• Prompt a:
Copy the rows below, starting at the line containing "Could you please locate the white baseboard" and running through the end of the rows. Leave the requests as they are, and add 40 to every bounding box coordinate in the answers.

By Rebecca Sloan, labor reporter covering service employers, hiring pipelines, and private-company workforce data for 11 years
Last reviewed: July 2, 2026
Enterprise Mobility reported $39 billion in fiscal-year 2025 revenue, 90,000-plus global team members, 9,500-plus rental branches, and a 2.4 million-plus global vehicle fleet. A “my ehtrip” search points toward an employee-access ecosystem, but the hiring story is really about Enterprise Mobility’s branch network and management-trainee pipeline.
The public hiring data shows both scale and friction. Enterprise Mobility said more than 90,000 team members across 9,500-plus locations handled nearly 67 million individual car and truck rental transactions in fiscal 2025, up more than 6% from the prior fiscal year, while BLS projects customer service representative employment to decline 5% from 2024 to 2034.

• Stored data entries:
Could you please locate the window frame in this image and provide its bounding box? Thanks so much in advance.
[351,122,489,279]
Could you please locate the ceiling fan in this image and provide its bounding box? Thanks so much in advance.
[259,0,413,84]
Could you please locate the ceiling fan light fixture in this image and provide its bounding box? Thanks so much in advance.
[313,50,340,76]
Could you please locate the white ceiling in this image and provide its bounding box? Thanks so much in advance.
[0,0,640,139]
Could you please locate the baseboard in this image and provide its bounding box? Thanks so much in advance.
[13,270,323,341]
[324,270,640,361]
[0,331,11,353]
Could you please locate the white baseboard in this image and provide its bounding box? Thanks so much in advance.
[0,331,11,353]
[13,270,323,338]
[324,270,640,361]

• Prompt b:
In the Enterprise Mobility hiring article above, list the four fiscal-year 2025 figures given in the sentence that begins "Enterprise Mobility reported."

• Correct response a:
Could you please locate the white baseboard in this image and provide its bounding box? Thanks so much in advance.
[40,371,51,393]
[53,310,363,378]
[364,310,680,401]

• Correct response b:
- $39 billion in revenue
- 90,000-plus global team members
- 9,500-plus rental branches
- a 2.4 million-plus global vehicle fleet